Exercise set:
**a.** Decide whether each statement agrees with the article on the Causeway Bay land sale below. Answer yes or no for each, and quote the article's deciding words. (i) Hysan holds a 60 percent stake in the joint venture. (ii) The site is the first in Causeway Bay to be auctioned by the government since 1997. (iii) The public vehicle park must provide 150 spaces.
**b.** Copy the article on the Causeway Bay land sale from "The auction of" to "and CC Land.".
[Reading passage Boundary: Start]
The kings of Causeway Bay at Hysan Development have defended their turf, besting five other bidders to secure a commercial site near the group’s collection of projects in Hong Kong’s premier retail district.
A joint venture of Hysan, controlled by the Lee family, and fellow local developer Chinachem Group entered the winning bid of HK$19.8 billion ($2.6 billion) for the plot on Caroline Hill Road at Leighton Road. Hysan holds a 60 percent stake in the JV and Chinachem owns 40 percent.
“Developing such a large-scale commercial project in the heart of Hong Kong is a rare opportunity,” Hysan chairman Irene Lee said in a statement released Wednesday announcing the tender result.
Lee and her partners at Chinachem so valued the chance to acquire the plot just across the road from Hysan’s Lee Garden complex that they agreed to pay a land premium exceeding market expectations by at least 15 percent, at a time when Causeway Bay’s status as Hong Kong’s shopping nexus has come under stress.
The 159,327 square foot (14,802 square metre) site — the first in Causeway Bay to be auctioned by the government since 1997 — is less than 50 metres (52 yards) from Hysan’s Lee Garden Six commercial tower on Leighton Road. The partners plan to develop a premium commercial building with community facilities at the location.
The auction of Inland Lot 8945 on Caroline Hill Road attracted a slate of bidders drawn almost entirely from Hong Kong’s largest property firms. These included affiliates of local developers Sun Hung Kai Properties, Wheelock Properties and CK Asset; Asia’s biggest real estate investment trust, Link REIT; and a consortium of Sino Land, Lifestyle International, Kerry Properties and CC Land.
After topping them all, Hysan and Chinachem get a chance to develop a project with a maximum gross floor area of 1,076,390 square feet, meaning the partners will fork over HK$18,374 ($2,366) per square foot of GFA.
The winning bid comes with conditions attached to ensure integration with the surrounding community. The new development must include a child care centre of at least 5,703 square feet, an elderly daycare centre of at least 3,856 square feet and a district health centre of at least 11,276 square feet.
In addition, a public vehicle park with 125 spaces and a footbridge connecting the property with Lee Garden Six must be built.
[Reading passage Boundary: End]
[Entries shown Boundary: Start]
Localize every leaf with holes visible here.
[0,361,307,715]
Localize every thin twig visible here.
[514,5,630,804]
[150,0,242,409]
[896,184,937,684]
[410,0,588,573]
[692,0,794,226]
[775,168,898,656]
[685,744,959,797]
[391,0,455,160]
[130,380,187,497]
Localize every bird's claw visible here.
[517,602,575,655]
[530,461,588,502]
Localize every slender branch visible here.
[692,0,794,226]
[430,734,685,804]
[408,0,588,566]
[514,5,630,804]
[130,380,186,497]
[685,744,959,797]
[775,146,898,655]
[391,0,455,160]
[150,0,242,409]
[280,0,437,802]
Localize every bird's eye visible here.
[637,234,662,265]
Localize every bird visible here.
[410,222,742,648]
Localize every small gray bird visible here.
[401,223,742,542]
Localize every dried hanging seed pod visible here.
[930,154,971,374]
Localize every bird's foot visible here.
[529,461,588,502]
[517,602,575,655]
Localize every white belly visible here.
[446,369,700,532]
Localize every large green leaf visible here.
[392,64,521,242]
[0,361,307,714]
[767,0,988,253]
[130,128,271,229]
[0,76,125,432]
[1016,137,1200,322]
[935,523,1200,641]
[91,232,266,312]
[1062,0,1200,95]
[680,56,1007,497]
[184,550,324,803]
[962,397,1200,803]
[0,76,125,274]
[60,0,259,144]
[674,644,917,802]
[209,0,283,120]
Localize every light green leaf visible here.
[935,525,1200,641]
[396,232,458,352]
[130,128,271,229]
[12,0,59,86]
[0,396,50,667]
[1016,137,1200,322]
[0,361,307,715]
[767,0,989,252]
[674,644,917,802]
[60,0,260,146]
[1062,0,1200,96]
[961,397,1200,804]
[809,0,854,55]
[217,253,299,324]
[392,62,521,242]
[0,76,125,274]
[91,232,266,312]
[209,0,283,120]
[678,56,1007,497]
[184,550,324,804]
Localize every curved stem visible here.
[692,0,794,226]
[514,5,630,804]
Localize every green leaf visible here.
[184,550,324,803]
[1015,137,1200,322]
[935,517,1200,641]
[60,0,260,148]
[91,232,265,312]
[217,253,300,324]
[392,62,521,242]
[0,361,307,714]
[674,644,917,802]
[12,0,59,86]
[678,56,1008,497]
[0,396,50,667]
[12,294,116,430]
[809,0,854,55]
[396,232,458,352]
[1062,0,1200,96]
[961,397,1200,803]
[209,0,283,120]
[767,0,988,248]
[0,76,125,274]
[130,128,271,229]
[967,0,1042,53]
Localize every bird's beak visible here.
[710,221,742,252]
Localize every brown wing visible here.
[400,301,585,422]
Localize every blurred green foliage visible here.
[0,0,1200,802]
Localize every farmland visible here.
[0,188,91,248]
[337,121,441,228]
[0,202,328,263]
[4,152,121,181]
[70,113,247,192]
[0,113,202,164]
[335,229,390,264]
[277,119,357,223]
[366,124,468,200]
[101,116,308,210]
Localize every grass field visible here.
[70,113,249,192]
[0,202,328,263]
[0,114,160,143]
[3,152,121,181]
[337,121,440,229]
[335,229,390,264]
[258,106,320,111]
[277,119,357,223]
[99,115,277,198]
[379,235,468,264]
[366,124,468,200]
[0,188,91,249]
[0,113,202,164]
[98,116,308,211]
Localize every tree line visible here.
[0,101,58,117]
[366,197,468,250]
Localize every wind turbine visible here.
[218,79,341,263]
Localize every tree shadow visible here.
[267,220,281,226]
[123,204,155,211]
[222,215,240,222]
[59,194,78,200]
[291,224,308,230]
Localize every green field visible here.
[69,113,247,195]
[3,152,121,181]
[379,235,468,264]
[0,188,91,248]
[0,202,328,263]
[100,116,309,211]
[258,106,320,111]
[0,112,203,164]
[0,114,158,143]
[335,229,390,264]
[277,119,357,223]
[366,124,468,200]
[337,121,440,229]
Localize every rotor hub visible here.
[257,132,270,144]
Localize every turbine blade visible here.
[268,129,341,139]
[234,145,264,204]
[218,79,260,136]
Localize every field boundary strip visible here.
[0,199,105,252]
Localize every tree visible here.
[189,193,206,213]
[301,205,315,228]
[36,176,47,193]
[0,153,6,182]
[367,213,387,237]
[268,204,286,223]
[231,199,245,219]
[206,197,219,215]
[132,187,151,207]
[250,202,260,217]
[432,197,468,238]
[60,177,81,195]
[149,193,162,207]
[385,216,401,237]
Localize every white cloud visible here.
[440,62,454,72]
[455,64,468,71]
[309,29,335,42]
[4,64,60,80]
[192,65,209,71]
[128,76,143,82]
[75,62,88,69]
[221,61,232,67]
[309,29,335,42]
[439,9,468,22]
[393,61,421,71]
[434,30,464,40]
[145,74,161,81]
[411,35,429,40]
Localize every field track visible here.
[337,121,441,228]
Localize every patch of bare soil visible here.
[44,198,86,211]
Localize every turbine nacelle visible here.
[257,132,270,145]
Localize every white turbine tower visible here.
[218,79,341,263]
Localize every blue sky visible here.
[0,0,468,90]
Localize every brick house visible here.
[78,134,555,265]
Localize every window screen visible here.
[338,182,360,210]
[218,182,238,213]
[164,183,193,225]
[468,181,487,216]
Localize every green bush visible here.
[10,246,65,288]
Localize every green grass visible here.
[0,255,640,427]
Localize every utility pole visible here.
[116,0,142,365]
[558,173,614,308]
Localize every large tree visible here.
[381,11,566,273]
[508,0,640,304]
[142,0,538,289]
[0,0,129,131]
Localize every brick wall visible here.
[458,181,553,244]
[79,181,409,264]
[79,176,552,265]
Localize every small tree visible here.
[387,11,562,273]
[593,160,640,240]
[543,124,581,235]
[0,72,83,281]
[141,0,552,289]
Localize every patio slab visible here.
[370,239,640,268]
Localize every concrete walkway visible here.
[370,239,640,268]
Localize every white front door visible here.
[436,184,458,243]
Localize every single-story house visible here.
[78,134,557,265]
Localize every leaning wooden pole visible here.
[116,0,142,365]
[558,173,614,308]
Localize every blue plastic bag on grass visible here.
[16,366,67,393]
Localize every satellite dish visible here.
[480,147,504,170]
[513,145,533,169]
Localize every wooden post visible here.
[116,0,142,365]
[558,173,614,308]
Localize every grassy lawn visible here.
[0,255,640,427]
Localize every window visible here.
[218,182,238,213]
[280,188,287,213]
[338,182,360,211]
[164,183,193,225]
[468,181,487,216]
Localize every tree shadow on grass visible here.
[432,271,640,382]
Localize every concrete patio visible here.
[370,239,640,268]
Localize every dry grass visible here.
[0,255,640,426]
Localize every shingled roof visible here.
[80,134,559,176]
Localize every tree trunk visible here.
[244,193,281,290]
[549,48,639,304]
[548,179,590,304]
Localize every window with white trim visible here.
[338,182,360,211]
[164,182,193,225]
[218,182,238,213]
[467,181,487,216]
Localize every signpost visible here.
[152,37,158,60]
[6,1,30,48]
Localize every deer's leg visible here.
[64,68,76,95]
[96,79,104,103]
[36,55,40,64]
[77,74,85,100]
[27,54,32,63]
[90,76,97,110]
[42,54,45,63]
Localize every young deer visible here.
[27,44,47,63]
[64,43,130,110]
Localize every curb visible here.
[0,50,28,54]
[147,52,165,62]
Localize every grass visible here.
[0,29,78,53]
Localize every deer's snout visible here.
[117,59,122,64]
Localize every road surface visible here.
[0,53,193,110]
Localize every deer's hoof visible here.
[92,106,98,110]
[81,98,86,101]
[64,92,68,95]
[Entries shown Boundary: End]
Results for each task:
**a.**
(i) Yes: "Hysan holds a 60 percent stake in the JV"
(ii) Yes: "the first in Causeway Bay to be auctioned by the government since 1997"
(iii) No: "a public vehicle park with 125 spaces"

**b.**
The auction of Inland Lot 8945 on Caroline Hill Road attracted a slate of bidders drawn almost entirely from Hong Kong’s largest property firms. These included affiliates of local developers Sun Hung Kai Properties, Wheelock Properties and CK Asset; Asia’s biggest real estate investment trust, Link REIT; and a consortium of Sino Land, Lifestyle International, Kerry Properties and CC Land.